Excerpt to read:
· · · ·
English poet and artist

Anna Adams (9 March 1926 – 2 October 2011) was an English poet and artist.

==Biography==

Anna Adams was born Anna Theresa Butt on 9 March 1926, at Richmond, Surrey. When she was two years old, her family relocated to Northwood, a town fifteen miles northwest of London. She was the youngest of three children. Her father was a journalist. During the First World War he had been a conscientious objector.

At the age of thirteen, Adams won a scholarship to Harrow School of Art, where she obtained the National Diploma in Design (NDiD) in painting in 1945. At Harrow she met her future husband, the painter Norman Adams. They married on January 18, 1947. She continued to use her maiden name for her art work. She then studied sculpture at Hornsey College of Art, exhibiting in the Young Contemporaries show in London. There she completed her second NDD. After college she took a job as a part-time teacher. She held a number of jobs related to her arts training. She was a designer at Chelsea Pottery (1953-1955), a part-time art teacher in Manchester (1966-1970), and an art teacher at Settle College secondary school (1971-1974).
· · · ·
Recorded data:
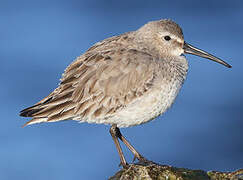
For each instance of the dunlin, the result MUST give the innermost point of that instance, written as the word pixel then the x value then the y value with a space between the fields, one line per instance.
pixel 122 81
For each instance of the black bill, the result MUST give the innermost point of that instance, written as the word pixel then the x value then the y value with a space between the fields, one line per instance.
pixel 189 49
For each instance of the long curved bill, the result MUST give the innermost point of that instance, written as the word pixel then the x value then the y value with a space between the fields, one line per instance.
pixel 189 49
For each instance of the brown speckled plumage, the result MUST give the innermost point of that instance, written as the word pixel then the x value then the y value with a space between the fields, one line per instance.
pixel 123 81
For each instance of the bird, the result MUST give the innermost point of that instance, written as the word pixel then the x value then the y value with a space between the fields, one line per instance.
pixel 122 81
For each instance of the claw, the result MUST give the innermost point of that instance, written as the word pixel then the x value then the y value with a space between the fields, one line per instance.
pixel 134 159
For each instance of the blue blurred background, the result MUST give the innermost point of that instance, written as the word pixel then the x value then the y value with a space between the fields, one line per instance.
pixel 38 39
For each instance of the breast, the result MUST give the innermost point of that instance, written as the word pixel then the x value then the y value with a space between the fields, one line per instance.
pixel 156 101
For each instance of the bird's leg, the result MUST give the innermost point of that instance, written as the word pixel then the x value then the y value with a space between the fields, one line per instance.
pixel 130 147
pixel 114 135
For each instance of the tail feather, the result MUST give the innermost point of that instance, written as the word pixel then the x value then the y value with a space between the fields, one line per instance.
pixel 28 112
pixel 34 121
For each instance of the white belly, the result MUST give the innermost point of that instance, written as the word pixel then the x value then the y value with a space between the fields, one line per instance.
pixel 148 107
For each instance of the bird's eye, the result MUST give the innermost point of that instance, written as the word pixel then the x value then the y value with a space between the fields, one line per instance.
pixel 167 38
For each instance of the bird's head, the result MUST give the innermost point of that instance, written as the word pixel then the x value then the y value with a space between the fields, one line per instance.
pixel 166 37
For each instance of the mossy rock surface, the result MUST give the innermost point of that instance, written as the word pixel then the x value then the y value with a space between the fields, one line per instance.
pixel 154 171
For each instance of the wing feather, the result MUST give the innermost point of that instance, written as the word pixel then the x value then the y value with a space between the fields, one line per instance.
pixel 96 85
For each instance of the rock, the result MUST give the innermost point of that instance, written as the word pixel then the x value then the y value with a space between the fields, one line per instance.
pixel 152 171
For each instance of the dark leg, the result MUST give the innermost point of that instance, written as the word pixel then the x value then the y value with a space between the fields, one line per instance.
pixel 114 134
pixel 134 151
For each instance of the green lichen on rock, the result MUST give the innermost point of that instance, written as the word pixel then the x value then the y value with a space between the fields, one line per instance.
pixel 154 171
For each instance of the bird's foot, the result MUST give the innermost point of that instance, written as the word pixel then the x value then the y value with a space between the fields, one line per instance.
pixel 141 159
pixel 125 166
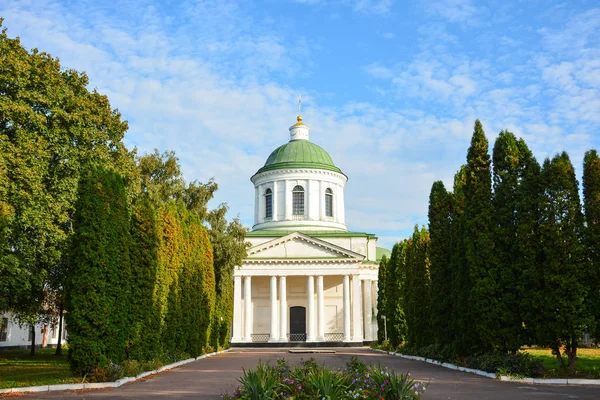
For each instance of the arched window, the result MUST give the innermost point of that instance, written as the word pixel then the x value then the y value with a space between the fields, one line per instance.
pixel 268 203
pixel 329 203
pixel 298 200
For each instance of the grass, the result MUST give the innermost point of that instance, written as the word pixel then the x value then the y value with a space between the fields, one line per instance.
pixel 587 365
pixel 19 369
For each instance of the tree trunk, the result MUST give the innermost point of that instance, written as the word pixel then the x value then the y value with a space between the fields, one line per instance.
pixel 556 352
pixel 58 351
pixel 572 353
pixel 32 327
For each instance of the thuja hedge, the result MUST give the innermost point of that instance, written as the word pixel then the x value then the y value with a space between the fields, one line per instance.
pixel 141 283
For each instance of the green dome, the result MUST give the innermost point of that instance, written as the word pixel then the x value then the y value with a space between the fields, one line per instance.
pixel 299 154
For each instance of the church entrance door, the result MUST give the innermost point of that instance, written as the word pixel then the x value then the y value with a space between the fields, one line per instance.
pixel 297 324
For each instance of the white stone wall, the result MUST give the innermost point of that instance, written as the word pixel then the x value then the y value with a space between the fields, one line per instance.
pixel 356 244
pixel 315 182
pixel 297 296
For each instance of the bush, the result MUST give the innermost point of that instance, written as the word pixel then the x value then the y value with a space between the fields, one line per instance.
pixel 521 364
pixel 310 380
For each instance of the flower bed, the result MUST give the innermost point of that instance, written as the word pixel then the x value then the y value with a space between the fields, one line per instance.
pixel 310 380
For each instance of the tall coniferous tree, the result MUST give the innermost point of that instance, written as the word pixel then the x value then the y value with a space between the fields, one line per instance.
pixel 440 208
pixel 417 298
pixel 478 239
pixel 395 280
pixel 529 260
pixel 461 281
pixel 98 286
pixel 565 314
pixel 591 196
pixel 507 334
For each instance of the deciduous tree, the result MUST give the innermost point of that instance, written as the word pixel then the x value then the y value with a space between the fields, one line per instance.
pixel 591 201
pixel 565 314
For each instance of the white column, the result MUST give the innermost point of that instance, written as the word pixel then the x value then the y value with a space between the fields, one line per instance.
pixel 237 309
pixel 283 309
pixel 356 310
pixel 321 310
pixel 310 312
pixel 321 201
pixel 256 205
pixel 375 329
pixel 273 336
pixel 367 309
pixel 275 199
pixel 346 308
pixel 288 200
pixel 248 308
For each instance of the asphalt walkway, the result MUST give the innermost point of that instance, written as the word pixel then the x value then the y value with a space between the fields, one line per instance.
pixel 211 377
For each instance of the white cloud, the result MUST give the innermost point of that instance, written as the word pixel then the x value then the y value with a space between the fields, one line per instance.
pixel 207 82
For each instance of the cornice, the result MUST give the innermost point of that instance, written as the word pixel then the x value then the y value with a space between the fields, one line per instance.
pixel 315 171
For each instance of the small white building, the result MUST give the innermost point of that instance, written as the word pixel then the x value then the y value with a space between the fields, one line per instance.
pixel 306 278
pixel 13 335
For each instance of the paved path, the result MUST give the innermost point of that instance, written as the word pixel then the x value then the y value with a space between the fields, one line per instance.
pixel 209 378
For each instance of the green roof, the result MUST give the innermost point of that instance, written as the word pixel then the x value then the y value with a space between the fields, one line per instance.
pixel 380 252
pixel 280 233
pixel 299 154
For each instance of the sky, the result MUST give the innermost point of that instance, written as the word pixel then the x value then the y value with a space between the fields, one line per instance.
pixel 391 89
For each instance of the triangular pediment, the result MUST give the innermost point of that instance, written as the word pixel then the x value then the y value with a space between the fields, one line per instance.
pixel 300 246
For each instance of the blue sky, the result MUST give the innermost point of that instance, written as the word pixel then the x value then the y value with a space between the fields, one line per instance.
pixel 390 89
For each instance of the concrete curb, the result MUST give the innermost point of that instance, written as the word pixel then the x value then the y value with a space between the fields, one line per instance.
pixel 503 378
pixel 105 385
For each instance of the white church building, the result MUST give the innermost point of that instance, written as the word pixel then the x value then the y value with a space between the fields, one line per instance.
pixel 306 280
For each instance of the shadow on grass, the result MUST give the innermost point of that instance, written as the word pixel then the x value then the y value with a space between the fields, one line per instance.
pixel 19 369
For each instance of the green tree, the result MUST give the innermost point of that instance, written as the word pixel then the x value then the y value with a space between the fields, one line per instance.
pixel 529 260
pixel 461 282
pixel 51 125
pixel 440 213
pixel 507 332
pixel 144 332
pixel 98 287
pixel 394 288
pixel 416 296
pixel 565 312
pixel 382 299
pixel 591 201
pixel 479 246
pixel 229 249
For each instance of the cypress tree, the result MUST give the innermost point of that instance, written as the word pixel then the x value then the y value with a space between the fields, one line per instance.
· · · ·
Your task:
Answer these questions from the Anna Adams biography:
1. Where was Anna Adams born?
2. At which school did she meet the painter Norman Adams?
3. In which years was she a designer at Chelsea Pottery?

Solution to the exercise:
1. Richmond, Surrey
2. Harrow School of Art
3. 1953-1955